## What you need to do:
The line containing "Reviewer note: check that each instance of the cycling" marks the start; return it and every line after it in the listing below, exactly, through the last.

--- Start of Records ---

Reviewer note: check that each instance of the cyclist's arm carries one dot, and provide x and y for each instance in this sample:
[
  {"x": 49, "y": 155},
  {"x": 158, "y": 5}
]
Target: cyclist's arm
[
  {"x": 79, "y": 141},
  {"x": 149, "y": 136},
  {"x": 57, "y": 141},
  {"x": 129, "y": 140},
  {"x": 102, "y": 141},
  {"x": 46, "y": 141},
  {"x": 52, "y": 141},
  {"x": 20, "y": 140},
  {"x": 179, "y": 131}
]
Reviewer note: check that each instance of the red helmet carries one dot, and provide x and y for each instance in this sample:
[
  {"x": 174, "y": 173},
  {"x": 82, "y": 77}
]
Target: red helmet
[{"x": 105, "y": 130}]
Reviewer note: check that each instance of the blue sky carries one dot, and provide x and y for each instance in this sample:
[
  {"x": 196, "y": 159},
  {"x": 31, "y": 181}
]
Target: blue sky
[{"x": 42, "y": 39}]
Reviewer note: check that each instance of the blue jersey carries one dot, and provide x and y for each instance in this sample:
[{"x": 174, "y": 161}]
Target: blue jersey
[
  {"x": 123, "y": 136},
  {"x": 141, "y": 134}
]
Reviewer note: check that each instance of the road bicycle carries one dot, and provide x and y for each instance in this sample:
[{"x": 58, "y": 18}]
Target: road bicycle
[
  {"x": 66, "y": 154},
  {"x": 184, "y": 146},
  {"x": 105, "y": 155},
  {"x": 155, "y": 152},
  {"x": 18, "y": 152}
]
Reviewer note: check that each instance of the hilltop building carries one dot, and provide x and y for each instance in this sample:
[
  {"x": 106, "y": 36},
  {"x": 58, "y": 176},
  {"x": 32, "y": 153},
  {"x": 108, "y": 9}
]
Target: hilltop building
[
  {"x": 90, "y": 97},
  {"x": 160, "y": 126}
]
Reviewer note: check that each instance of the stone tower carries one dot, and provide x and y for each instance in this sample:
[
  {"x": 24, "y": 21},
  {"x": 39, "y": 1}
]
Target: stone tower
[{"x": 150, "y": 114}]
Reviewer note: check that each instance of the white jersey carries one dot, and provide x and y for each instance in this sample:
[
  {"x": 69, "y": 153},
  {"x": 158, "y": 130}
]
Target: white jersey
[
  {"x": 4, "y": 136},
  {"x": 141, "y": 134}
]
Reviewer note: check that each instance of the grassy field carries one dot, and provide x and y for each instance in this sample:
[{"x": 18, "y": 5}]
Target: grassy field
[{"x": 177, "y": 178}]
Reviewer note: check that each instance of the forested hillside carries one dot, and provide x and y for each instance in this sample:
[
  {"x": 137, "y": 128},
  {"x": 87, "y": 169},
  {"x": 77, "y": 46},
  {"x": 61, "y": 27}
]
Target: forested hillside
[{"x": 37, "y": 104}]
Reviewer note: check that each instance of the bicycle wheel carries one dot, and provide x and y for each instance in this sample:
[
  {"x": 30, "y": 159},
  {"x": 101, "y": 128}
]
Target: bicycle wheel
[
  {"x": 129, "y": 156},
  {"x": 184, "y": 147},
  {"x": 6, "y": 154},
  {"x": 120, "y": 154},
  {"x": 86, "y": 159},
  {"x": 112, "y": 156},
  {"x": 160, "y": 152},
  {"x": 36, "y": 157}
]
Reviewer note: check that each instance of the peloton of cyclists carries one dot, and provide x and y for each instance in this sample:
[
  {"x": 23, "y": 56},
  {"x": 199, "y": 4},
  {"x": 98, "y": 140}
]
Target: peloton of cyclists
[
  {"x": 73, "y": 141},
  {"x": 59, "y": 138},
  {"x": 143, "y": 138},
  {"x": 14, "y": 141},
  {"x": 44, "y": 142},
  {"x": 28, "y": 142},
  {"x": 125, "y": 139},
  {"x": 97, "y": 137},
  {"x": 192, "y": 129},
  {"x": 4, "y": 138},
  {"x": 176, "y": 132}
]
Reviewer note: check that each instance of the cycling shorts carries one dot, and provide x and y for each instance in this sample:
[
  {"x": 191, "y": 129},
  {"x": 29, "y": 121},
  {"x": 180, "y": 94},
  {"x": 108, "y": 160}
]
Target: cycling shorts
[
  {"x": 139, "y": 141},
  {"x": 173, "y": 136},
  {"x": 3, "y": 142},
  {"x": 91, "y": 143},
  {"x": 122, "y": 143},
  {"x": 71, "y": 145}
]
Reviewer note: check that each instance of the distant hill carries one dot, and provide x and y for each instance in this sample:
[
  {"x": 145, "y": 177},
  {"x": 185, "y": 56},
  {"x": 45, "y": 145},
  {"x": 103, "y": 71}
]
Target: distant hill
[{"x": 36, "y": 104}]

--- End of Records ---

## Finished answer:
Reviewer note: check that each instance of the cycling shorts carries one dot, and provide x and y for each instance in this sample:
[
  {"x": 191, "y": 129},
  {"x": 29, "y": 121},
  {"x": 180, "y": 94},
  {"x": 108, "y": 160}
]
Target: cycling shorts
[
  {"x": 139, "y": 141},
  {"x": 173, "y": 136},
  {"x": 3, "y": 142},
  {"x": 91, "y": 143},
  {"x": 122, "y": 143},
  {"x": 71, "y": 145}
]
Reviewer note: check that each instance of the distant hill carries one dot, and provide x and y for each instance in this sample:
[
  {"x": 145, "y": 177},
  {"x": 185, "y": 56},
  {"x": 45, "y": 145},
  {"x": 103, "y": 71}
]
Target: distant hill
[{"x": 36, "y": 104}]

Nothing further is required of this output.